#### Extract provided:
++++++++++++++++++++

Pivot's Brenda Belak with members of Sex Workers United Against Violence at the Women's Memorial March.
I’ve walked in the Women’s Memorial March most years since I moved back to Vancouver in 2003.
I’ve learned to anticipate a number of things: the drums and voices joined in the Woman Warrior Song as the crowd gathers at the intersection of Main and Hastings Streets; the smell of burning sage wafting from the medicine ceremonies at the sites where women were last seen; the cold that seeps through your clothes by mid-afternoon; the moment when someone spots the eagles soaring high overhead; the sombre determination in the voices and faces of the women activists who have been demanding justice for missing and murdered women in Vancouver for close to three decades.
This year — the 26th march — was different.
For the first time, a national inquiry into murdered and missing Indigenous women is becoming a reality. Not only that, the federal government is actively soliciting input from women’s and community organizations, as well as loved ones of the missing and murdered, about how to make this inquiry work.
Using the law as a catalyst for positive social change, Pivot Legal Society works to improve the lives of marginalized communities.

++++++++++++++++++++

#### Provided data:
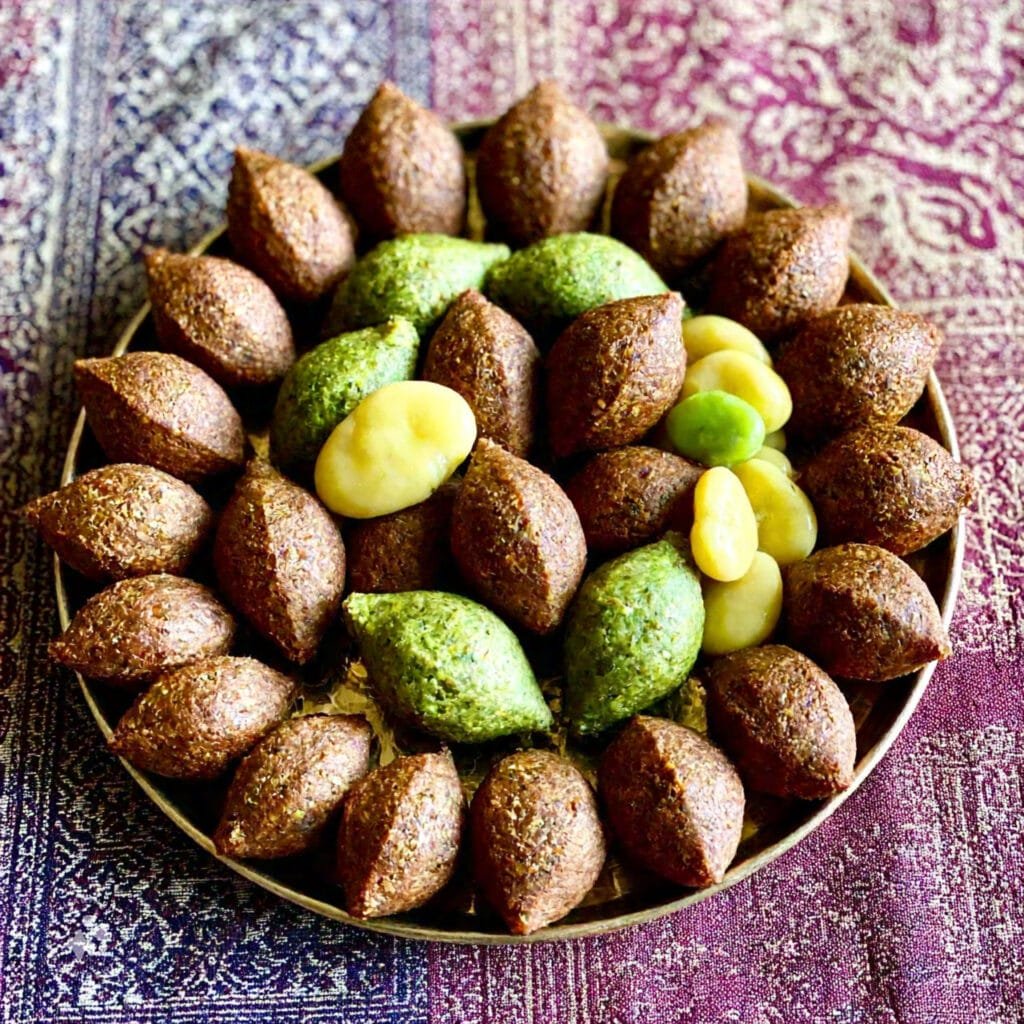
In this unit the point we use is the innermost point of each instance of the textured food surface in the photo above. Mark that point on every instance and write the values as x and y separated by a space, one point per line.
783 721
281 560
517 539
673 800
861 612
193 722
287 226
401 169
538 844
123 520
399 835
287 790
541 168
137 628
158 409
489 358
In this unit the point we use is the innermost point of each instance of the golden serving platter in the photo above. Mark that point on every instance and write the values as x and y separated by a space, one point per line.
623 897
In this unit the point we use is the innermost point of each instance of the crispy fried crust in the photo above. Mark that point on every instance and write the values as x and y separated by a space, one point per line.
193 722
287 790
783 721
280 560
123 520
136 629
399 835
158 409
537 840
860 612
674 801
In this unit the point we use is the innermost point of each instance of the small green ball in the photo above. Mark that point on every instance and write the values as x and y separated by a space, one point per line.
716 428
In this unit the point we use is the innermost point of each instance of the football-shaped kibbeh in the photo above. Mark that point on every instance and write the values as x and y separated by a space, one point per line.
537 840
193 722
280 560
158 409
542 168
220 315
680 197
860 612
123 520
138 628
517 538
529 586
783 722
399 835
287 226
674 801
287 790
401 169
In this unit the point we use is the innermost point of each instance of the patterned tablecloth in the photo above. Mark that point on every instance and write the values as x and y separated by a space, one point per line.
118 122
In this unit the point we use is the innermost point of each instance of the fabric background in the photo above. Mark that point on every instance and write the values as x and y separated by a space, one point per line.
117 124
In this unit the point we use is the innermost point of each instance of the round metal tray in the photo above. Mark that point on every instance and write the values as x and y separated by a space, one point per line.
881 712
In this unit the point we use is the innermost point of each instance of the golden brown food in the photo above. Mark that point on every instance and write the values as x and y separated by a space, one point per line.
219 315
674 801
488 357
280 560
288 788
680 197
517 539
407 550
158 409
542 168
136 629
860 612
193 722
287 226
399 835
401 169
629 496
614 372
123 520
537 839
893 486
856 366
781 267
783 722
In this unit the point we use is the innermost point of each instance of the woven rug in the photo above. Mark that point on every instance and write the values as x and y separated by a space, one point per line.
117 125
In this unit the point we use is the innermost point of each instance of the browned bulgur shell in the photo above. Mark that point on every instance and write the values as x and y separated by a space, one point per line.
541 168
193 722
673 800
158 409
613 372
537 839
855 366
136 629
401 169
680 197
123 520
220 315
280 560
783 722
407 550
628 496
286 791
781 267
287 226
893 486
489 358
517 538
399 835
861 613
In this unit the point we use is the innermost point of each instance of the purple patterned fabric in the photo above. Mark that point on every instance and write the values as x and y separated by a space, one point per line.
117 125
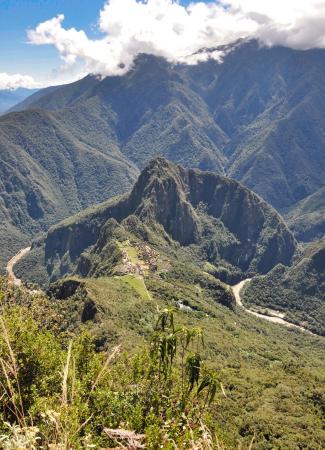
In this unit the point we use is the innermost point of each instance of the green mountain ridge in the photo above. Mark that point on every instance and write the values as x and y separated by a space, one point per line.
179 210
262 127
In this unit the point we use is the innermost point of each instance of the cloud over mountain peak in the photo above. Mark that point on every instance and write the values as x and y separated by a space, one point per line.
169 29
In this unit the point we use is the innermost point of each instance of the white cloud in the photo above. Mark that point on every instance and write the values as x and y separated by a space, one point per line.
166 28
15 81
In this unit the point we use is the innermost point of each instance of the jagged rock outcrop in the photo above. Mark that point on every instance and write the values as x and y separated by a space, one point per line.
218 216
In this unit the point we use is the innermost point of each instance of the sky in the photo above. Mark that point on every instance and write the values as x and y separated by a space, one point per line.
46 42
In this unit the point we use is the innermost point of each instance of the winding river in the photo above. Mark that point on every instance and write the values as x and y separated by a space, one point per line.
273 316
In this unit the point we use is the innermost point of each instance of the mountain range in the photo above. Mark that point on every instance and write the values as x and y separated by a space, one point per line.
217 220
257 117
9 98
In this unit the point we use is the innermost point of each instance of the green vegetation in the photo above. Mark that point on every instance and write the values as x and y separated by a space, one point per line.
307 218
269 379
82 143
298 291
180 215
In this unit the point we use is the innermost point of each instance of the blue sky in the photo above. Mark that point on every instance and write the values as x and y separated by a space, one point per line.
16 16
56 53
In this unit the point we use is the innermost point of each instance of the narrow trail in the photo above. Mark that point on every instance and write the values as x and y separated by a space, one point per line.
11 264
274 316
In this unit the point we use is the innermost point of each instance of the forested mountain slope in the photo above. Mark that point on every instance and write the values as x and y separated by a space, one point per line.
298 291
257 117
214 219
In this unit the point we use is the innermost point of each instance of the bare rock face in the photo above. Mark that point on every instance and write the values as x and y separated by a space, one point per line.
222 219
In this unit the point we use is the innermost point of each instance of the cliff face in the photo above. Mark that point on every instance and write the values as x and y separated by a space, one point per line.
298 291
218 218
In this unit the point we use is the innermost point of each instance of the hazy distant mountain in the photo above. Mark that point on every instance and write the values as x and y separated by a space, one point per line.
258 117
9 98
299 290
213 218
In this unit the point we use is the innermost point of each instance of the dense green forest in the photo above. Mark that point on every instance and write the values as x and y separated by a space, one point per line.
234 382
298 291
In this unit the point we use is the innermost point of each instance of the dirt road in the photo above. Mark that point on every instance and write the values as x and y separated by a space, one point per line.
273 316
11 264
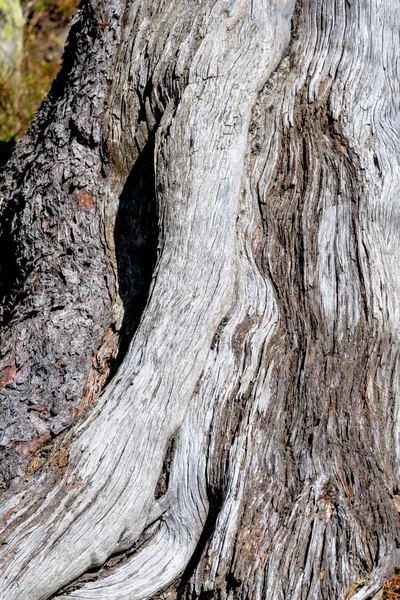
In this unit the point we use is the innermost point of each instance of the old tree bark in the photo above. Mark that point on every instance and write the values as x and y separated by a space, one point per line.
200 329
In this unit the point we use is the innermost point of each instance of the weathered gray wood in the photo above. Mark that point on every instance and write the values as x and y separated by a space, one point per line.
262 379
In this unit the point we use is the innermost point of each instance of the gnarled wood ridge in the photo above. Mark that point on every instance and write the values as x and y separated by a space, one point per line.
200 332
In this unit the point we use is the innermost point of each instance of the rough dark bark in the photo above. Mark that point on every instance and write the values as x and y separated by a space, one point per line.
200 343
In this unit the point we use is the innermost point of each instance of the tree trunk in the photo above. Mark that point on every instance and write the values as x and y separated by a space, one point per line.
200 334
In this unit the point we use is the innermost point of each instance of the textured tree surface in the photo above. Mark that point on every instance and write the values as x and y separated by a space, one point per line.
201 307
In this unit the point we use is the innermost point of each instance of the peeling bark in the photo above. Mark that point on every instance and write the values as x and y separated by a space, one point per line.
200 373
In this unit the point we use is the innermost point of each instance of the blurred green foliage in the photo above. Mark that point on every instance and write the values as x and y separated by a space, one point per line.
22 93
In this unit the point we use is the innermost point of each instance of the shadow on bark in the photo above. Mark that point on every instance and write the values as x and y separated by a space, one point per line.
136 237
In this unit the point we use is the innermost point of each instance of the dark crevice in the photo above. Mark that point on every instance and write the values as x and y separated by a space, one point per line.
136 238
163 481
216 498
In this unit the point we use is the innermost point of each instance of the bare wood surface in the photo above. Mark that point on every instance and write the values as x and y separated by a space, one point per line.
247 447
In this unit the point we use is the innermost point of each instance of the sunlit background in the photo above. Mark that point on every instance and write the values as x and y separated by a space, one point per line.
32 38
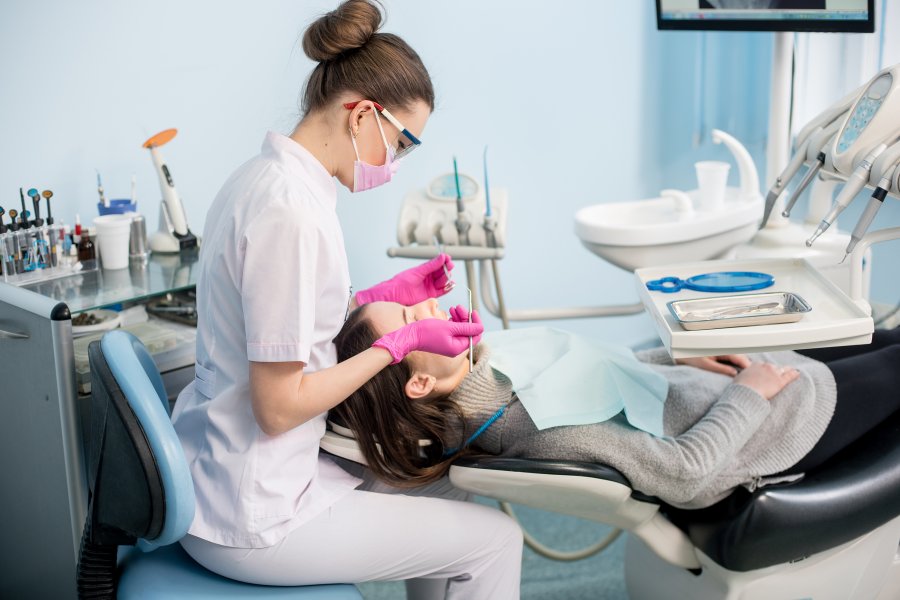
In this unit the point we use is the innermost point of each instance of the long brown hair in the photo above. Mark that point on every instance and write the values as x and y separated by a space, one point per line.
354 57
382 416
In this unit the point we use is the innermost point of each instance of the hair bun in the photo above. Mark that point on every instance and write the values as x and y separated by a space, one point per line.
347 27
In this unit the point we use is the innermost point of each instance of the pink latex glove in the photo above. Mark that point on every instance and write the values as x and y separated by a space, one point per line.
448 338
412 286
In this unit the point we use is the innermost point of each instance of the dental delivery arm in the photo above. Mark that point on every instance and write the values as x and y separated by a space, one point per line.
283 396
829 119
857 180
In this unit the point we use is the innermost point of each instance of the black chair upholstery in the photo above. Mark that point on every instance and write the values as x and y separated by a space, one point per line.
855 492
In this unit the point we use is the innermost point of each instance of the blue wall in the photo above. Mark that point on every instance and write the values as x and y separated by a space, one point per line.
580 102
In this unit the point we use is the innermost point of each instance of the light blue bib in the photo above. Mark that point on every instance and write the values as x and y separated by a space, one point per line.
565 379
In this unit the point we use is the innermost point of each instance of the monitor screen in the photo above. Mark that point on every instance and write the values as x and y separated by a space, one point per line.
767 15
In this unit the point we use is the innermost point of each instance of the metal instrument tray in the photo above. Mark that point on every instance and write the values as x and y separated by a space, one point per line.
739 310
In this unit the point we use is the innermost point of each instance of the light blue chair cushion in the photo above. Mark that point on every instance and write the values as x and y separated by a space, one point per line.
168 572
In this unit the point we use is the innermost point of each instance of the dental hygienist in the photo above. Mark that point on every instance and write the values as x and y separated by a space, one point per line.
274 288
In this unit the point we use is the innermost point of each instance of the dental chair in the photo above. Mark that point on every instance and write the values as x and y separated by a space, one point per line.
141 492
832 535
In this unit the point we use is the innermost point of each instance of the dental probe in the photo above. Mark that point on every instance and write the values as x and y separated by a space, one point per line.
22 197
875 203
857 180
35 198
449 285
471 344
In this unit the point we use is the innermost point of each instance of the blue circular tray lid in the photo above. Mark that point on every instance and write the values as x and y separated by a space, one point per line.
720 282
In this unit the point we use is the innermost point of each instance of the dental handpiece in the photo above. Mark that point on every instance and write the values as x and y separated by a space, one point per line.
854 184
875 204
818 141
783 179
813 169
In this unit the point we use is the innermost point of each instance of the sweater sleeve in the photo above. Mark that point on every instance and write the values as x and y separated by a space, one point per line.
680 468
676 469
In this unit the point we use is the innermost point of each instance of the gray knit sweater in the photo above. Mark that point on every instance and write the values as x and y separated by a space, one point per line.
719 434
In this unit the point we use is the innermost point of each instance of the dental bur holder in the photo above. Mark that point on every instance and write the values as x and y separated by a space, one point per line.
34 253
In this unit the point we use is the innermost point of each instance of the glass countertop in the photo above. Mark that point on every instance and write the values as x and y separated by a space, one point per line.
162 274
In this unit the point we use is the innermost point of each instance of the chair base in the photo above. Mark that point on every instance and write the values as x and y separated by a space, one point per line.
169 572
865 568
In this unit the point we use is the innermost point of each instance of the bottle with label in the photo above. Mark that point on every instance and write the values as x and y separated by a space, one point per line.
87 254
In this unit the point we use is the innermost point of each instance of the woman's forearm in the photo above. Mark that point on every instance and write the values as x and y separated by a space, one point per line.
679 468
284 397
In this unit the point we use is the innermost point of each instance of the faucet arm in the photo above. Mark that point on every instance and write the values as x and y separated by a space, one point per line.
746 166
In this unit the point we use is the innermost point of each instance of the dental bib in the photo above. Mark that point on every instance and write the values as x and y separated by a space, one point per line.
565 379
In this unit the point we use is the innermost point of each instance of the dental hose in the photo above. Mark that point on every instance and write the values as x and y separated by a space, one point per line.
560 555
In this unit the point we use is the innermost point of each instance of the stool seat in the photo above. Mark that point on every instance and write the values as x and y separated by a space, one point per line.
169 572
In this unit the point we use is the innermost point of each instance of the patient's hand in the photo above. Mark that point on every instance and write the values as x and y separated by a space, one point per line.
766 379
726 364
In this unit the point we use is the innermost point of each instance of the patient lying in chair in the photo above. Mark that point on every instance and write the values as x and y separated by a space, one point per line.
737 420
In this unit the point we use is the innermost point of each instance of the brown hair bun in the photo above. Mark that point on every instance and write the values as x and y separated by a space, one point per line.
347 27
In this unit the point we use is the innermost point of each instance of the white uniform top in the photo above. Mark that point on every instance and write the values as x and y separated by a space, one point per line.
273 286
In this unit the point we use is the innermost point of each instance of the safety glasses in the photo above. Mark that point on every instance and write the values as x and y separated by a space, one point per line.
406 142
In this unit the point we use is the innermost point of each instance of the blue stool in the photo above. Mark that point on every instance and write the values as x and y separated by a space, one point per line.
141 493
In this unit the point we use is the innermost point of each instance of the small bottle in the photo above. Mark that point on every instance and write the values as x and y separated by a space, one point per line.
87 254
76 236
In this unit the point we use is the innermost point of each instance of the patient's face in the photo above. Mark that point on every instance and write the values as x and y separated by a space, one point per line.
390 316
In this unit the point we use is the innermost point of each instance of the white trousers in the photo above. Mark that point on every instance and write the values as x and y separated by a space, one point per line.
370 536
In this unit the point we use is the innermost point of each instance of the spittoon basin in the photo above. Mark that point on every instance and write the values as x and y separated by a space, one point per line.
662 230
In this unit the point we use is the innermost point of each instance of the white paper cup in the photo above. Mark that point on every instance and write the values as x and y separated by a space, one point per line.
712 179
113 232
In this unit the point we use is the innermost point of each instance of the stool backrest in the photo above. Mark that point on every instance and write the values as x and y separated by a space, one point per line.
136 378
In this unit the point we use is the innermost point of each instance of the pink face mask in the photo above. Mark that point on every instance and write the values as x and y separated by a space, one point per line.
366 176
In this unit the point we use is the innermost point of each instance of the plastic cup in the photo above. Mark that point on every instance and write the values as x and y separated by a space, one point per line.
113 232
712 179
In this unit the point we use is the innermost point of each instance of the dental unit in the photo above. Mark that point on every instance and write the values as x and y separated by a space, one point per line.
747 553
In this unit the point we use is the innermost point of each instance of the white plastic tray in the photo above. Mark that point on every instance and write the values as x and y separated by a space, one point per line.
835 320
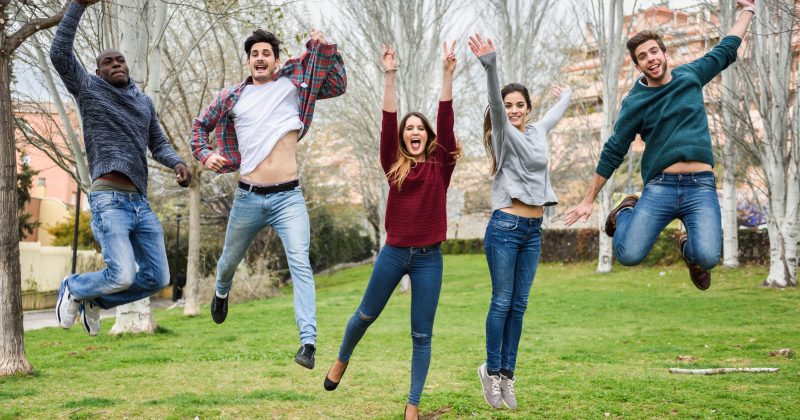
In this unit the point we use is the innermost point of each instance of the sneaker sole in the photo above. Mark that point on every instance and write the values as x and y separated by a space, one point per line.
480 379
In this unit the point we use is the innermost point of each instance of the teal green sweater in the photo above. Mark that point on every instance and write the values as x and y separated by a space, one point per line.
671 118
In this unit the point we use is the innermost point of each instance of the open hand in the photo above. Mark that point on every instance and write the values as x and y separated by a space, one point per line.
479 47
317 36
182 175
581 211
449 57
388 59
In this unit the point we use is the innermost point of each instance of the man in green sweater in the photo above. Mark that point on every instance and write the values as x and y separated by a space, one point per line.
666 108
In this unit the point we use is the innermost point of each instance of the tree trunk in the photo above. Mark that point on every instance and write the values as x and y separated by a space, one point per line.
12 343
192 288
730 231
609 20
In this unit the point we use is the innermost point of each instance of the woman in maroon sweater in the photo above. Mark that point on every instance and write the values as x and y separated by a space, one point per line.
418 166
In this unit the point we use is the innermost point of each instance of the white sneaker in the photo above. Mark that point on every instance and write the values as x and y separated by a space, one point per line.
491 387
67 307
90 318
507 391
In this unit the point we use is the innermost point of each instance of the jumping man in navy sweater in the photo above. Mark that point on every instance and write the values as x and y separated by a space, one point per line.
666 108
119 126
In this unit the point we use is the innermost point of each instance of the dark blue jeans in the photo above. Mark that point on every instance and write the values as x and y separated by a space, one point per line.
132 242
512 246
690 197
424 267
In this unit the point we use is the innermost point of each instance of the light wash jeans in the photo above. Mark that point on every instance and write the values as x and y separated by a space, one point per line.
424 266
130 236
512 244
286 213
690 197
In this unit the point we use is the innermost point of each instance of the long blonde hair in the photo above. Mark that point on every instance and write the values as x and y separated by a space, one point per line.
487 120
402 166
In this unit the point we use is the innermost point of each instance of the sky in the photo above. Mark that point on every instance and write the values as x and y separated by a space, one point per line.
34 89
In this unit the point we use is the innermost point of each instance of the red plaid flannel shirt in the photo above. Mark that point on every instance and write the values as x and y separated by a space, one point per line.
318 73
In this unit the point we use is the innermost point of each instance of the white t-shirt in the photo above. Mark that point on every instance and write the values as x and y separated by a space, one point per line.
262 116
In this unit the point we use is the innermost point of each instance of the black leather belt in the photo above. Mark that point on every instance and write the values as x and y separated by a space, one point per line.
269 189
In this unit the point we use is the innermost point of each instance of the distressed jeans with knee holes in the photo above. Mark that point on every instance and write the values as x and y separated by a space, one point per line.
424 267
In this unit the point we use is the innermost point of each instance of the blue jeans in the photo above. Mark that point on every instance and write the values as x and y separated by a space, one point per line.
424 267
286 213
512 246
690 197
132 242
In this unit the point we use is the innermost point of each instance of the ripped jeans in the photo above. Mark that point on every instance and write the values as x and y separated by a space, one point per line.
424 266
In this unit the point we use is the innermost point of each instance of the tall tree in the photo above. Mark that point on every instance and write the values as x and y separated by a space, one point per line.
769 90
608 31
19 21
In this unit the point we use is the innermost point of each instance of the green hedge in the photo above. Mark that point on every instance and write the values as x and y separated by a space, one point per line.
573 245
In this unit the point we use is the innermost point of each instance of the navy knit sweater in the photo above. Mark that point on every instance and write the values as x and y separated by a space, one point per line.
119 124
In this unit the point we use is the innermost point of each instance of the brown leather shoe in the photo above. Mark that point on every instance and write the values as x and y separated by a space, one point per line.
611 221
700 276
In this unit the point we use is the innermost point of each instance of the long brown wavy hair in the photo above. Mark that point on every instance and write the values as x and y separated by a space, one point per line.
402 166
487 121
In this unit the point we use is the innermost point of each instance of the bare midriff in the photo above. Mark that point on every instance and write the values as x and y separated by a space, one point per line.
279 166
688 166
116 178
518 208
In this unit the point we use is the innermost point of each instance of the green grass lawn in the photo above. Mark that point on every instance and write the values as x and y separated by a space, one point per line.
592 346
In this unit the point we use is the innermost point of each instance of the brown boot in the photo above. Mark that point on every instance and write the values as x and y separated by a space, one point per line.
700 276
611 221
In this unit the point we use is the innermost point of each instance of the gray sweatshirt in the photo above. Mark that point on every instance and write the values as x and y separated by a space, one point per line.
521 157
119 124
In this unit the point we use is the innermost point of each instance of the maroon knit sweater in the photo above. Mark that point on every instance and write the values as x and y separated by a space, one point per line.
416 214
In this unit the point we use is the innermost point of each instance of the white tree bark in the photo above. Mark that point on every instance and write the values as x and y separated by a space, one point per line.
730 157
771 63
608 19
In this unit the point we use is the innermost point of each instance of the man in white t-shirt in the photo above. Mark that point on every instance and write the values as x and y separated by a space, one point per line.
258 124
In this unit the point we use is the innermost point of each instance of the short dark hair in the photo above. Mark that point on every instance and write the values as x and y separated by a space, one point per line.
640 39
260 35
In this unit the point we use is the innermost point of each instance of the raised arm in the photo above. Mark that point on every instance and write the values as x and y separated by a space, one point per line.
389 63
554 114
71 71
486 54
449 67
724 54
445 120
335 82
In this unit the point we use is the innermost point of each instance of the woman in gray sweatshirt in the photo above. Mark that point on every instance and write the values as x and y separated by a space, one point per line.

++++++++++++++++++++

#### Questions to answer:
1. In the piece on the Women's Memorial March, where does the crowd gather at the start?
2. Repeat the Women's Memorial March piece from "Pivot's Brenda Belak" to "to three decades.".
The records come from a different source than the piece.

#### Answers to the exercises:
1. At the intersection of Main and Hastings Streets.

2.
Pivot's Brenda Belak with members of Sex Workers United Against Violence at the Women's Memorial March.
I’ve walked in the Women’s Memorial March most years since I moved back to Vancouver in 2003.
I’ve learned to anticipate a number of things: the drums and voices joined in the Woman Warrior Song as the crowd gathers at the intersection of Main and Hastings Streets; the smell of burning sage wafting from the medicine ceremonies at the sites where women were last seen; the cold that seeps through your clothes by mid-afternoon; the moment when someone spots the eagles soaring high overhead; the sombre determination in the voices and faces of the women activists who have been demanding justice for missing and murdered women in Vancouver for close to three decades.